*** Opening Data excerpts ***

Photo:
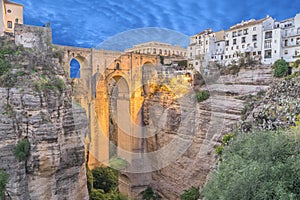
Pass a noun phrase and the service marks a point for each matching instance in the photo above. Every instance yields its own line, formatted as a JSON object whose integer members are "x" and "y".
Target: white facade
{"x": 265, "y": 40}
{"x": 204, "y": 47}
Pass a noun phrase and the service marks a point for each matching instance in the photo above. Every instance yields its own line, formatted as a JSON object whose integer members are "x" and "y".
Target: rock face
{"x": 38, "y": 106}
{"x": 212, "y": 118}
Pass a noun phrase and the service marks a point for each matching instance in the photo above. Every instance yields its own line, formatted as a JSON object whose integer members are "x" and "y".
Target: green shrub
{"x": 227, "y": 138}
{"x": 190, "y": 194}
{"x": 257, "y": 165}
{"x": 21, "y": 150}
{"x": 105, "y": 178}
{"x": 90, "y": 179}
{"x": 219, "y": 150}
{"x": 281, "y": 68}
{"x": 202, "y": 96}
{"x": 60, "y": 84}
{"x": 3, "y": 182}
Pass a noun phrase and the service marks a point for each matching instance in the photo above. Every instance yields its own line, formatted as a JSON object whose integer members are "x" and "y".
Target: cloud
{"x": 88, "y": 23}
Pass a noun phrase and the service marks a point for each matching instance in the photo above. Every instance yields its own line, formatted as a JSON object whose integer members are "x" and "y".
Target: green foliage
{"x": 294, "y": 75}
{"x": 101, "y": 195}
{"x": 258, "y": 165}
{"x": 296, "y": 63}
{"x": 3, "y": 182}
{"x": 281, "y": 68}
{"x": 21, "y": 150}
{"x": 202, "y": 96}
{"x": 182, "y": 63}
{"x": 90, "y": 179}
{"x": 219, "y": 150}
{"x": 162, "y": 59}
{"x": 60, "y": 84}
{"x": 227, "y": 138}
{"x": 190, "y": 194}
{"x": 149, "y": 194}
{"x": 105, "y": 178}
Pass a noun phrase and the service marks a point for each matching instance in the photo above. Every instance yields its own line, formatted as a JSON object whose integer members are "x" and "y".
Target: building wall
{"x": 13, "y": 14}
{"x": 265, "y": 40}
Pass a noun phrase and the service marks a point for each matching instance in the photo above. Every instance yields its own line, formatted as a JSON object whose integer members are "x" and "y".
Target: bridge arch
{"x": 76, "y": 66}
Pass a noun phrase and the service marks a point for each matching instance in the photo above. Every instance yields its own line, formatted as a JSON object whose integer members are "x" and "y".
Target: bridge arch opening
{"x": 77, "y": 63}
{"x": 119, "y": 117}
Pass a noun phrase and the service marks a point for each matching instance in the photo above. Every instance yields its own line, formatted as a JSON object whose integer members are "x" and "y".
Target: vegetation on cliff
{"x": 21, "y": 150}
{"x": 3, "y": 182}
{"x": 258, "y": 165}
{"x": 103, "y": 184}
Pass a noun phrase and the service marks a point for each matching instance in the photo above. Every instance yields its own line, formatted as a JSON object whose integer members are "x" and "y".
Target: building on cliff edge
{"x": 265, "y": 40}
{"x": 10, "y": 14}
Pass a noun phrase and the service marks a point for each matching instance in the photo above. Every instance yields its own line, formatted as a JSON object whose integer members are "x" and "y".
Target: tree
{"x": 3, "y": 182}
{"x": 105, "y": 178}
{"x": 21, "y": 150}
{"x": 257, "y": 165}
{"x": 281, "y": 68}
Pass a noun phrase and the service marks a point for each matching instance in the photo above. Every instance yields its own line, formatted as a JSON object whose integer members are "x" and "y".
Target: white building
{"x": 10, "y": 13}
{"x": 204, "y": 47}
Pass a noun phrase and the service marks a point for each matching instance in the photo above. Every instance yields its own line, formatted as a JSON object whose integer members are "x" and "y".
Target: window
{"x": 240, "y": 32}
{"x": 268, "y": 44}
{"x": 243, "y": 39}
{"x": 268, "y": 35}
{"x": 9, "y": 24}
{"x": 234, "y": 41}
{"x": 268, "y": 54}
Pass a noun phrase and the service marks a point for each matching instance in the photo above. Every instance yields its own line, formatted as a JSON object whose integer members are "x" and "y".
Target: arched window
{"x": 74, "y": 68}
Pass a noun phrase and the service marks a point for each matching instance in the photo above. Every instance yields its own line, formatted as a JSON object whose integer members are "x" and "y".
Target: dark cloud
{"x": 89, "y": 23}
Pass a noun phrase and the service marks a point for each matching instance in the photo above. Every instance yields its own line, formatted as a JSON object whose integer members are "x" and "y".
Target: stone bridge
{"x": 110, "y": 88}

*** Closing Data excerpts ***

- _What the task requires_: Word-for-word transcription: the whole listing, with images excluded.

- _Written answer_:
Photo:
Pass a noun phrase and the service marks a point for each matching instance in the photo above. Every instance yields its own line, formatted as a JSON object whose integer members are "x" and "y".
Target: white facade
{"x": 265, "y": 40}
{"x": 204, "y": 47}
Pass a noun phrase and the service marks a point for each matching instance in the photo above. Every instance yields its own line, formatted as a JSON object whose integer members are "x" and "y".
Target: rock face
{"x": 38, "y": 106}
{"x": 212, "y": 118}
Pass a noun phrase and the service marks a point for each matching instance in the photo above. Every instance yields its own line, formatted as a JSON object whose integer members are "x" and "y".
Target: green shrub
{"x": 227, "y": 138}
{"x": 190, "y": 194}
{"x": 257, "y": 165}
{"x": 21, "y": 150}
{"x": 105, "y": 178}
{"x": 90, "y": 179}
{"x": 219, "y": 150}
{"x": 281, "y": 68}
{"x": 202, "y": 96}
{"x": 60, "y": 84}
{"x": 3, "y": 182}
Pass a noun phrase and the service marks a point for each matching instance in the photo above. Every instance yields its own line, formatted as a JSON object whose integer members are "x" and "y".
Target: cloud
{"x": 88, "y": 23}
Pass a noun phrase and the service marks a point for each matching instance in the photo above. Every instance yields its own line, formatted as a JSON object whose integer members are "x" and "y".
Target: green foliage
{"x": 294, "y": 75}
{"x": 101, "y": 195}
{"x": 258, "y": 165}
{"x": 296, "y": 63}
{"x": 3, "y": 182}
{"x": 281, "y": 68}
{"x": 21, "y": 150}
{"x": 202, "y": 96}
{"x": 182, "y": 63}
{"x": 90, "y": 179}
{"x": 219, "y": 150}
{"x": 162, "y": 59}
{"x": 60, "y": 84}
{"x": 227, "y": 138}
{"x": 190, "y": 194}
{"x": 149, "y": 194}
{"x": 105, "y": 178}
Pass a noun phrase and the service marks a point for each matching instance in the photo above. Every instance yields its own line, formatted as a JSON object whose integer members are "x" and "y".
Target: building wall
{"x": 13, "y": 14}
{"x": 265, "y": 40}
Pass a noun phrase and the service marks a point for each matching instance in the photo above. Every instance yields its own line, formatted as a JSON object whose integer members are "x" and "y".
Target: bridge arch
{"x": 76, "y": 66}
Pass a noun phrase and the service marks a point for each matching instance in the photo above. Every instance yields its own line, formatted as a JSON object whose integer members are "x" and "y".
Target: bridge arch opening
{"x": 77, "y": 63}
{"x": 119, "y": 117}
Pass a noun phrase and the service marks a point for each matching instance in the photo above. Every instance yields its own line, formatted as a JSON object whose integer members are "x" and "y".
Target: vegetation on cliff
{"x": 21, "y": 150}
{"x": 3, "y": 182}
{"x": 258, "y": 165}
{"x": 103, "y": 184}
Pass a noun phrase and the service marks a point for each matching instance in the photo above. Every instance yields its own line, formatted as a JSON object whose integer members are "x" and "y".
Target: building on cliff edge
{"x": 265, "y": 40}
{"x": 10, "y": 14}
Pass a noun phrase and the service marks a point for each matching instance in the photo above. Every instance yields its own line, formatted as a JSON object whose integer members are "x" and "y".
Target: tree
{"x": 3, "y": 182}
{"x": 105, "y": 178}
{"x": 21, "y": 150}
{"x": 257, "y": 165}
{"x": 281, "y": 68}
Pass a noun phrase and the service marks a point for each matching instance in the photo above. Every instance yields its own line, formatted as a JSON object whose integer members are "x" and "y".
Target: white building
{"x": 10, "y": 13}
{"x": 204, "y": 47}
Pass a noun phrase and the service marks a point for each matching instance in the photo above. Every instance yields its own line, formatted as a JSON object whose integer members are "x" and "y".
Target: window
{"x": 240, "y": 32}
{"x": 268, "y": 44}
{"x": 243, "y": 39}
{"x": 268, "y": 35}
{"x": 9, "y": 24}
{"x": 234, "y": 41}
{"x": 268, "y": 54}
Pass a noun phrase and the service marks a point for each matching instance in the photo above. Every instance yields its own line, formatted as a JSON object whose integer members are "x" and "y".
Target: arched window
{"x": 74, "y": 68}
Pass a noun phrase and the service marks a point for each matching instance in the photo above. Every instance yields its own line, formatted as a JSON object whose integer members are "x" and "y".
Target: dark cloud
{"x": 89, "y": 23}
Pass a noun phrase and the service marks a point for each matching instance in the photo above. Every instance yields its own line, formatted as a JSON object whose integer members are "x" and "y".
Target: stone bridge
{"x": 110, "y": 88}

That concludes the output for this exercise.